[DOCUMENT TEXT — start]

700 Days of Battle: Us vs. the Police (ぼくたちと駐在さんの700日戦争, Renpei Tsukamoto, 2008)

700days-of-battleThose golden last few summers of high school have provided ample material for countless nostalgia filled Japanese comedies and 700 Days of Battle: Us vs. the Police (ぼくたちと駐在さんの700日戦争, Bokutachi to Chuzai-san no 700 Nichi Senso) is no exception. Set in a small rural town in 1979, this is an innocent story of bored teenagers letting off steam in an age before mass communications ruined everyone’s fun.

In the summer of 1979, a group of teenage high school students get their kicks pulling pranks around the neighbourhood. They finally meet their match when a new policeman, Chuzai (Kuranosuke Sasaki), arrives in town intent on actually enforcing the law. When one of the boys is fined for speeding after coming down a steep hill on his bicycle, the guys decide to make Chuzai their new enemy, virtually daring him to arrest them with their constant trolling.

However, things take a turn when the boys move their prank planning meetings to a local cafe and discover the beautiful waitress working there, Kanako (Kumiko Aso). Instantly smitten the boys step up their romance game (donning some fancy outfits in the process) and semi-forget about their mission. Unfortunately Kanako is a married woman and worse than that she’s married to Chuzai! This whole thing just got real.

[DOCUMENT TEXT — finish]
[EXTRACTED DATA — start]

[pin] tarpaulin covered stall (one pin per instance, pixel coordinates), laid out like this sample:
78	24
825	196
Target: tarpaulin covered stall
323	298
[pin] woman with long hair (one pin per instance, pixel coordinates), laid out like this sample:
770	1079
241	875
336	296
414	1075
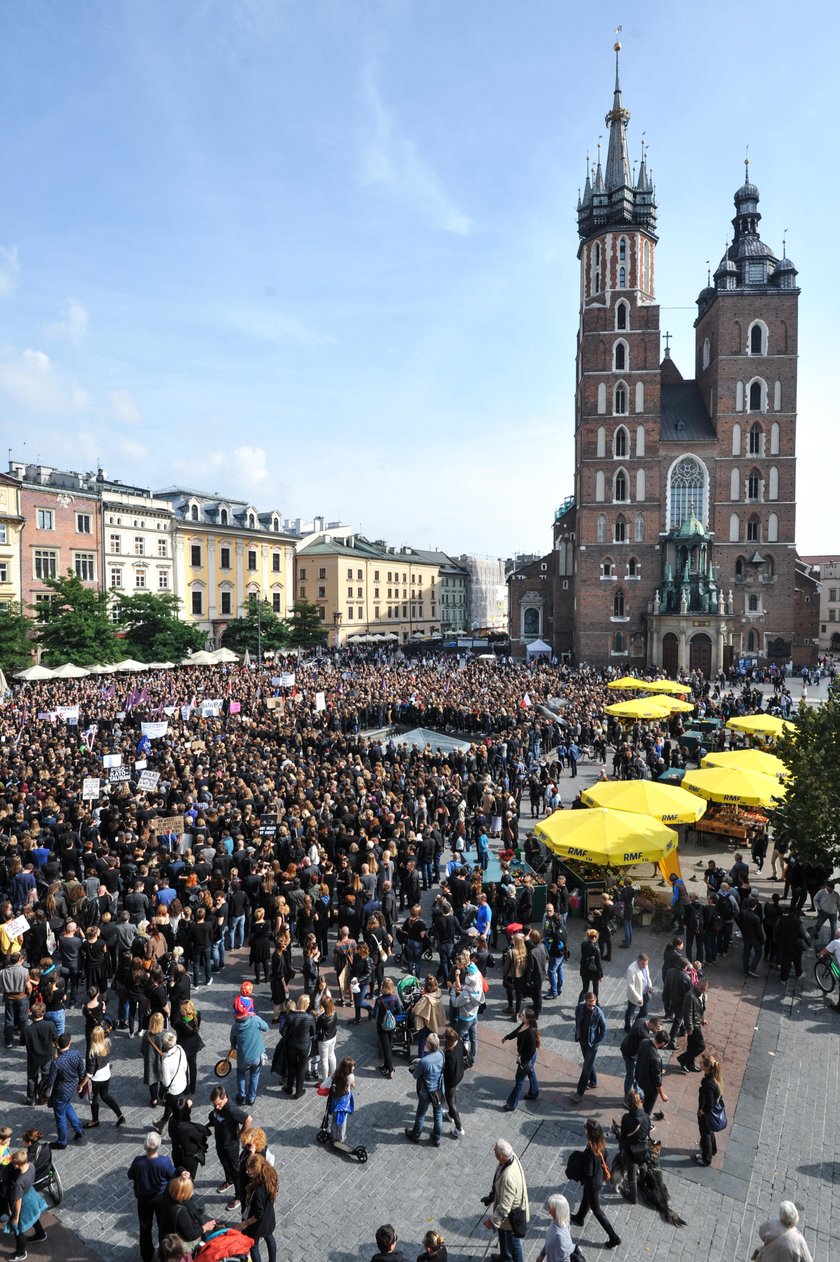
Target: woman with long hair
710	1092
595	1173
99	1070
260	1195
527	1044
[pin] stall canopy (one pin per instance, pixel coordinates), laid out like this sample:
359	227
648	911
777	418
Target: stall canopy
423	736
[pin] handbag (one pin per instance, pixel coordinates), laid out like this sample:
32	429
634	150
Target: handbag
519	1222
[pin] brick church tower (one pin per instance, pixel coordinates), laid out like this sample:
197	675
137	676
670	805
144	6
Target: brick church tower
684	490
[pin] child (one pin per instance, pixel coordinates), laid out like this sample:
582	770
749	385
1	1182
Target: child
341	1098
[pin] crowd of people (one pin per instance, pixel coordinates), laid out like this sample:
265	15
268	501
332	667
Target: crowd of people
284	823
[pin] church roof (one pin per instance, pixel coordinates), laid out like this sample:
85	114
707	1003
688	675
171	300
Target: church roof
682	415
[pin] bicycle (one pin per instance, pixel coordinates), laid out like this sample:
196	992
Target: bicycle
826	973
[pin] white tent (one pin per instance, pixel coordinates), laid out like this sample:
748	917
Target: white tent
423	736
70	672
34	673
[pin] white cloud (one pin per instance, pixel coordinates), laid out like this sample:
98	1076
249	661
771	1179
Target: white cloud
9	270
124	408
244	466
72	324
392	162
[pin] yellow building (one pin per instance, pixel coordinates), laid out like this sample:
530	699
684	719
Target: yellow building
10	528
363	588
227	554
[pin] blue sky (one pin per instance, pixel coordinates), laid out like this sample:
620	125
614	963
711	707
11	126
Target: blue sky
323	255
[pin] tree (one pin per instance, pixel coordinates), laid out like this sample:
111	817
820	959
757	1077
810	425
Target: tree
259	630
75	625
15	645
305	629
153	630
810	815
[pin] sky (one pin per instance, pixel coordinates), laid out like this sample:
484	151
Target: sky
322	255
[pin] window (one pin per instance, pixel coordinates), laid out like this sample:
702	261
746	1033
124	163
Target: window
46	563
86	567
686	491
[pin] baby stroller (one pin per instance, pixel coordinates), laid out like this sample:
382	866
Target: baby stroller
409	990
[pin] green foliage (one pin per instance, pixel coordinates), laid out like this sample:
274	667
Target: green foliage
307	630
810	815
75	625
153	630
15	645
259	629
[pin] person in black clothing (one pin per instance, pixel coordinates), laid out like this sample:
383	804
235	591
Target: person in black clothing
635	1135
594	1174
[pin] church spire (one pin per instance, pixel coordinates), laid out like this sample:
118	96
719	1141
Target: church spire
617	159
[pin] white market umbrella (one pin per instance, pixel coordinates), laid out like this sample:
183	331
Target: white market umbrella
34	673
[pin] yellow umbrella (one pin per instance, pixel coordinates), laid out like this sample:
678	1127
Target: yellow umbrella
762	725
732	784
672	704
609	838
748	760
670	685
640	707
666	803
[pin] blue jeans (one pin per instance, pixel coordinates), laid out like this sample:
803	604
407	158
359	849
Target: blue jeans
64	1113
468	1030
424	1104
247	1080
510	1246
555	976
588	1075
519	1084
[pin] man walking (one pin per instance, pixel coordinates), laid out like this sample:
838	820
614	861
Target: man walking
66	1079
590	1031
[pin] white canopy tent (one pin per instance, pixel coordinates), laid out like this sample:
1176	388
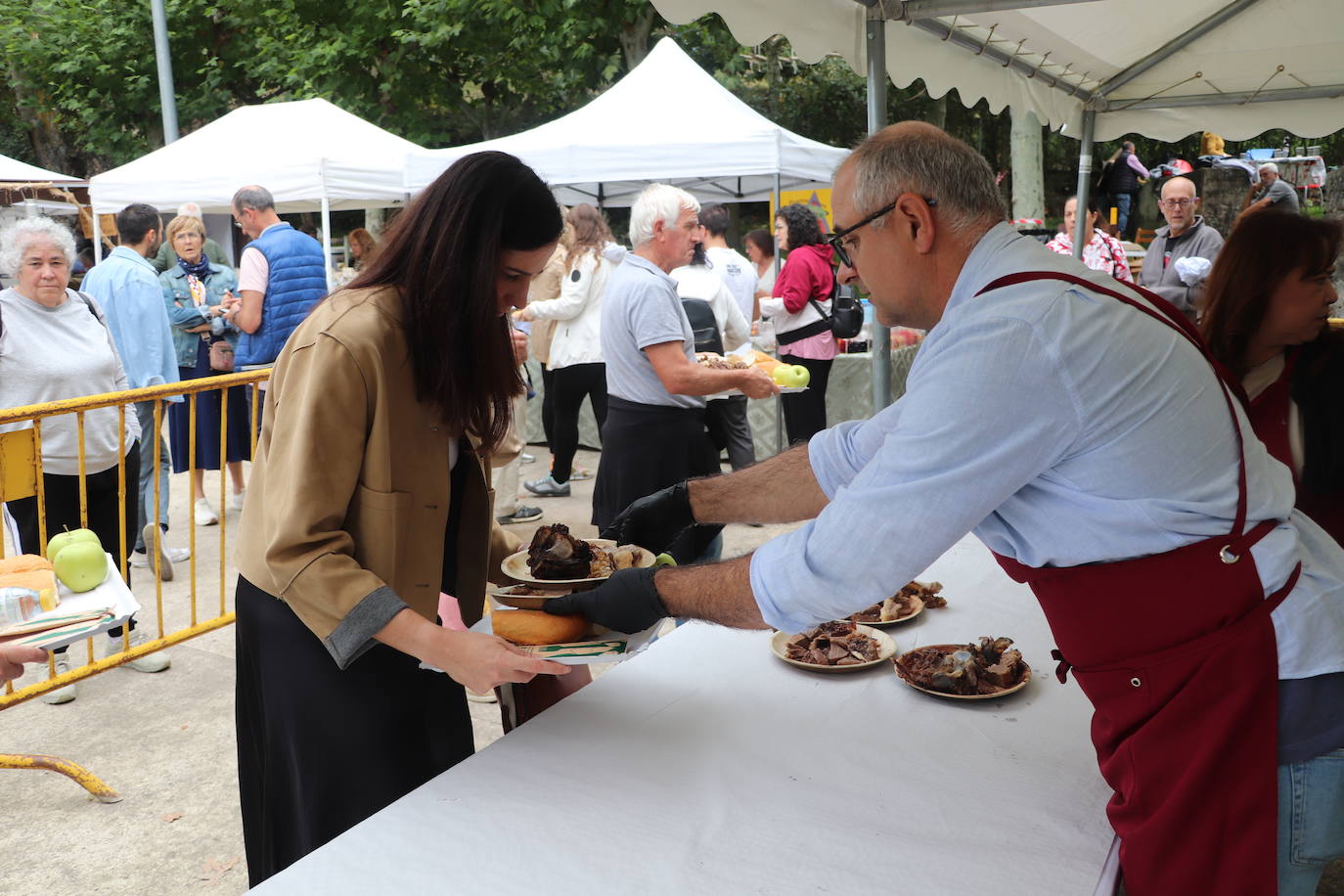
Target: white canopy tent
667	119
308	154
21	172
1089	67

[EXTRACTED DATA — finish]

[ACTIVITY LIST]
**a.** Using the film review, decide whether each statement agrees with it: (i) the film takes place in a small rural town in 1979; (ii) one of the boys is fined for speeding in a car; (iii) Kanako is married to Chuzai. Answer yes or no for each and quote the deciding words of the review.
**b.** Carry the review of 700 Days of Battle forward past its last sentence.

[RESPONSES TO THE EXERCISE]
**a.**
(i) Yes: "Set in a small rural town in 1979"
(ii) No: "fined for speeding after coming down a steep hill on his bicycle"
(iii) Yes: "she’s married to Chuzai!"

**b.**
Chuzai, for all his uptight authoritarianism is onto the boys and their generally innocent mischief. Finding it all very irritating rather than actually dangerous, Chuzai gradually starts playing them at their own game by attempting to prank them back such as in one notable incident where he makes them attend a public behaviour seminar but gives the entire lecture through a ventriloquist’s dummy called Taru-kun. As a slightly older man, Chuzai can see the boys are just hopelessly bored in their backwater town. Breaking with his hitherto austere persona, Chuzai drops the authoritarian line to offer some fatherly advice to the effect that these summers are precious times,  soon the boys’ high school lives will be over and they’ll most likely leave their pleasant small town for the bustling metropolis of Tokyo so they’d better make the most of these aimless days while they can.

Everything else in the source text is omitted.